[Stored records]
▼▼▼
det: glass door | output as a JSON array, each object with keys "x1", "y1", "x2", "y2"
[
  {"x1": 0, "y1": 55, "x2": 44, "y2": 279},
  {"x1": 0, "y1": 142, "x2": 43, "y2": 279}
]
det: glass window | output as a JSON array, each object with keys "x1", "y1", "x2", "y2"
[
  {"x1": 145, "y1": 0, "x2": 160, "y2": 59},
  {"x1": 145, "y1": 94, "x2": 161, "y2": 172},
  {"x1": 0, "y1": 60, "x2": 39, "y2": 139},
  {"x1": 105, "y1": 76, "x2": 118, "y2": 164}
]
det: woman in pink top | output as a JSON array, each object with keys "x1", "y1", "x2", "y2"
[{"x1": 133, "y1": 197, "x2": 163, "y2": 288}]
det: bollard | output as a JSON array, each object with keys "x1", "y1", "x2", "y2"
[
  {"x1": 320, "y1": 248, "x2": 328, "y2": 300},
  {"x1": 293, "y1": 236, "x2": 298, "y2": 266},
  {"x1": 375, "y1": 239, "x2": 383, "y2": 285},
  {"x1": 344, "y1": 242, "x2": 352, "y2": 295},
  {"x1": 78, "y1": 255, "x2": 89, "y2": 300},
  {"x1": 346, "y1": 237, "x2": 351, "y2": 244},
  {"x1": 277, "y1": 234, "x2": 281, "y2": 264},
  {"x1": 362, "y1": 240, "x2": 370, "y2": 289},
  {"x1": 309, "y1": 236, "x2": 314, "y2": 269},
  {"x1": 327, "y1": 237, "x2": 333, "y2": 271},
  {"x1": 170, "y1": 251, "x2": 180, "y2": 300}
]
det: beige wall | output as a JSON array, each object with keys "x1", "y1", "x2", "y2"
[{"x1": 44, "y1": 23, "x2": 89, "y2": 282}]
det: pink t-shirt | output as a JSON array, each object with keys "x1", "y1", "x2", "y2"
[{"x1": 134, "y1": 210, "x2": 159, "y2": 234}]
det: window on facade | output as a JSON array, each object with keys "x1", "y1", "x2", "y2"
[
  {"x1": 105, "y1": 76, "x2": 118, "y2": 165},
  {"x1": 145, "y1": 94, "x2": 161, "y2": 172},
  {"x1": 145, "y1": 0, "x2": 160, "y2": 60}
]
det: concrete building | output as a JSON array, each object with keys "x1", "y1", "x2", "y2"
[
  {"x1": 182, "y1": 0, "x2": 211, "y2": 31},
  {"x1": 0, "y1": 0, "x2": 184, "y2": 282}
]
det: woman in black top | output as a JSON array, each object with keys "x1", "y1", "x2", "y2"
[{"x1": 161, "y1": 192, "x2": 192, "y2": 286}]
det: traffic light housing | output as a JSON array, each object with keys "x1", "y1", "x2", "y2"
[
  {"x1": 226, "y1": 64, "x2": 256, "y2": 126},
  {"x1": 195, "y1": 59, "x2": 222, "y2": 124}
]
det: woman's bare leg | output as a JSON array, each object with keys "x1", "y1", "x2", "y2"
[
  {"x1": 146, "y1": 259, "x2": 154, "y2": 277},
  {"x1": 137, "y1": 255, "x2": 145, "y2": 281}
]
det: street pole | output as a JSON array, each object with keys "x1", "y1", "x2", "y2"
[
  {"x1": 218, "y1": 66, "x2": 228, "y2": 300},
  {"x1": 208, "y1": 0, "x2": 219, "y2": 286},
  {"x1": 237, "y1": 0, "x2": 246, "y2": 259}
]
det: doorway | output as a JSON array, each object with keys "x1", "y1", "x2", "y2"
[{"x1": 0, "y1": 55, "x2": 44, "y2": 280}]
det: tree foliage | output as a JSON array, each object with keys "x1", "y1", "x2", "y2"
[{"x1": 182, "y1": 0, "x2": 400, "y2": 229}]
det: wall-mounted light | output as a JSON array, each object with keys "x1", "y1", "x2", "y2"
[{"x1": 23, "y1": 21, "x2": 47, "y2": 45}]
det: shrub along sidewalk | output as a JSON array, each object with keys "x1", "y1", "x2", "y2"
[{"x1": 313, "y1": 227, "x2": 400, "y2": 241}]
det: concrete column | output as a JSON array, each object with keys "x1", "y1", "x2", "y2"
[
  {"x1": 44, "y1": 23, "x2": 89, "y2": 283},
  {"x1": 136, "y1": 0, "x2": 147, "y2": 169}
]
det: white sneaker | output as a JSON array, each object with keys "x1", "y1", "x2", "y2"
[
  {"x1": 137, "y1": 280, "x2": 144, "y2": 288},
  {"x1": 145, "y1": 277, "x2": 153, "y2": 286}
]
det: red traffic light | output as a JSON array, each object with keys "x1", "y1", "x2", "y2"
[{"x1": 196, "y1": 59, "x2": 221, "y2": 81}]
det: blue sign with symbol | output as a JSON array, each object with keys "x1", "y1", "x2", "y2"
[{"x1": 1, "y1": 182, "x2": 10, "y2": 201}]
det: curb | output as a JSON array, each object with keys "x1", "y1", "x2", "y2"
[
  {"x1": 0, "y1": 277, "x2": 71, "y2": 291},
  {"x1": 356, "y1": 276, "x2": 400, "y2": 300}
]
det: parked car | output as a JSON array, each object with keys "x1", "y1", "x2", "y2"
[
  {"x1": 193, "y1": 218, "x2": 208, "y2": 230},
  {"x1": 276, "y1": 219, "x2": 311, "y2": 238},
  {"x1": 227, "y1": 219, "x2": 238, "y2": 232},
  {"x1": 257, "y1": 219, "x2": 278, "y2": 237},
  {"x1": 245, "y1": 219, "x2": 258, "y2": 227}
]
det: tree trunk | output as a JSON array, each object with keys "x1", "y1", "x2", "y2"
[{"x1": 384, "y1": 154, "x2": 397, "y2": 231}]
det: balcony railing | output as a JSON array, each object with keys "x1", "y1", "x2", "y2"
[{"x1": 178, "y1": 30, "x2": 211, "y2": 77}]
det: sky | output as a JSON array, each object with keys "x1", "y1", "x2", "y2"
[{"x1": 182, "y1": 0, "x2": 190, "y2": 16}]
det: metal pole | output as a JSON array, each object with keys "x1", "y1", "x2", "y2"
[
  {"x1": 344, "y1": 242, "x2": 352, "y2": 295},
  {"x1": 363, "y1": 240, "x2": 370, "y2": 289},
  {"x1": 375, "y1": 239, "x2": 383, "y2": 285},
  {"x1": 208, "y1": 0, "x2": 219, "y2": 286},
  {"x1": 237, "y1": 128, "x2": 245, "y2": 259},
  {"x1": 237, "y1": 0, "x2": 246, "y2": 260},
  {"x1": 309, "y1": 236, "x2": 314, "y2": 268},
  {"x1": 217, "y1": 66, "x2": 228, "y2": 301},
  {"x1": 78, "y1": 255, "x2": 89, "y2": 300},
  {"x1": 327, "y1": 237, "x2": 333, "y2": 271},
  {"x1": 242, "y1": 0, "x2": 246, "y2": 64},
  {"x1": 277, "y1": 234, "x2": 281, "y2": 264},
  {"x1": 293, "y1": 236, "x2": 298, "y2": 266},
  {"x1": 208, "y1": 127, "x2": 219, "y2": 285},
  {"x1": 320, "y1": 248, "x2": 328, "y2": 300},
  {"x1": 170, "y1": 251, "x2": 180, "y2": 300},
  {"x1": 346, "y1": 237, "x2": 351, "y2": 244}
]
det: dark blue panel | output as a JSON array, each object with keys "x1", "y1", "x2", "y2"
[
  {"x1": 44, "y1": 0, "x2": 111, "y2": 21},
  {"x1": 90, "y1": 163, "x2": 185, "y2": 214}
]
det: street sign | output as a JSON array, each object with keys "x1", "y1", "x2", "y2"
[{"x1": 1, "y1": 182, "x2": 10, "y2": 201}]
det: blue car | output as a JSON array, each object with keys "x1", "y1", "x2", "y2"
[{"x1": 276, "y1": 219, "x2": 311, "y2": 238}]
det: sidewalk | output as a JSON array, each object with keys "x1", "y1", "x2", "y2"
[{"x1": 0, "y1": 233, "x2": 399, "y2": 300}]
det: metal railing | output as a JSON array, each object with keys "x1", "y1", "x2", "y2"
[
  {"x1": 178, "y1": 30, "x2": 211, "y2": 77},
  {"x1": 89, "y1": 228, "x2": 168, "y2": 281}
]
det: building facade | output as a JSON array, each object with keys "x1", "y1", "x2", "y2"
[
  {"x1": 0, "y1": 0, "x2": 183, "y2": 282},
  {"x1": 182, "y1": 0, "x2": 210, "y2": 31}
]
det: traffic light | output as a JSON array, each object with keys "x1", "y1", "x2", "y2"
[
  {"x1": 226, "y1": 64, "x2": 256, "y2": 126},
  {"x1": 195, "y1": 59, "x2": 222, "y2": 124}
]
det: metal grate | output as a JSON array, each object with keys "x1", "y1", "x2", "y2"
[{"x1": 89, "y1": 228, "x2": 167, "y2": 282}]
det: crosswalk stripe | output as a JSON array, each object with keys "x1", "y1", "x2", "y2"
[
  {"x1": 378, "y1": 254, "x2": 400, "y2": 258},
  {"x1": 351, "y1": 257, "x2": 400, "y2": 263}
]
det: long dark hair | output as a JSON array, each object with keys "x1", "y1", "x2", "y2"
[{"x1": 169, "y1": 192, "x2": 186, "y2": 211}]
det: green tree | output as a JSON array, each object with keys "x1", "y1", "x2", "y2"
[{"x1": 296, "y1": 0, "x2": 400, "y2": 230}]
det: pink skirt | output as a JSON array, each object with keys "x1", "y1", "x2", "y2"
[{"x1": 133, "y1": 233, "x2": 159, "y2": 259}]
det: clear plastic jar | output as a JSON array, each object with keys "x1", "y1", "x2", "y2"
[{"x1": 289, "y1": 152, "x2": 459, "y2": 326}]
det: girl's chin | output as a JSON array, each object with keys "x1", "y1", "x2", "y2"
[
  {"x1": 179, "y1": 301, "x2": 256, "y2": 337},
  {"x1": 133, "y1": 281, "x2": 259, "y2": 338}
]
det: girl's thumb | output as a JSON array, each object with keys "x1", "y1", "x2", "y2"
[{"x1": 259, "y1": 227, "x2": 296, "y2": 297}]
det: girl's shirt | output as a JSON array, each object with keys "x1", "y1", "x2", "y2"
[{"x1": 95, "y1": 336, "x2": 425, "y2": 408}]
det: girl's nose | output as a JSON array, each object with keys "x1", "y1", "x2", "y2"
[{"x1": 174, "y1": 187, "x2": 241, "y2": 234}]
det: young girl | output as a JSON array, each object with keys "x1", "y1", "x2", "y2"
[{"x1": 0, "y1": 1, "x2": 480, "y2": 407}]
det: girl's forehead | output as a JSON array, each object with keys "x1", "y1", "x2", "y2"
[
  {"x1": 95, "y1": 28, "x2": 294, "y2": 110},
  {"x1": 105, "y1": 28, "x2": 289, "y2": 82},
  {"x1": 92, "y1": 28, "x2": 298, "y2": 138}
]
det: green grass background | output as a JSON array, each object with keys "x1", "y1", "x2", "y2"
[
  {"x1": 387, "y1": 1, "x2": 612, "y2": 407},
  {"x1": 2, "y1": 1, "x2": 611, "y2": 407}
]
▲▲▲
## Activity
Write out the lines of the records exactly, starting at the one holding "det: green grass" and ending with the last line, and include no others.

## Result for this exercise
det: green grass background | output as a JSON array, each object with keys "x1", "y1", "x2", "y2"
[
  {"x1": 387, "y1": 1, "x2": 612, "y2": 407},
  {"x1": 2, "y1": 1, "x2": 611, "y2": 407}
]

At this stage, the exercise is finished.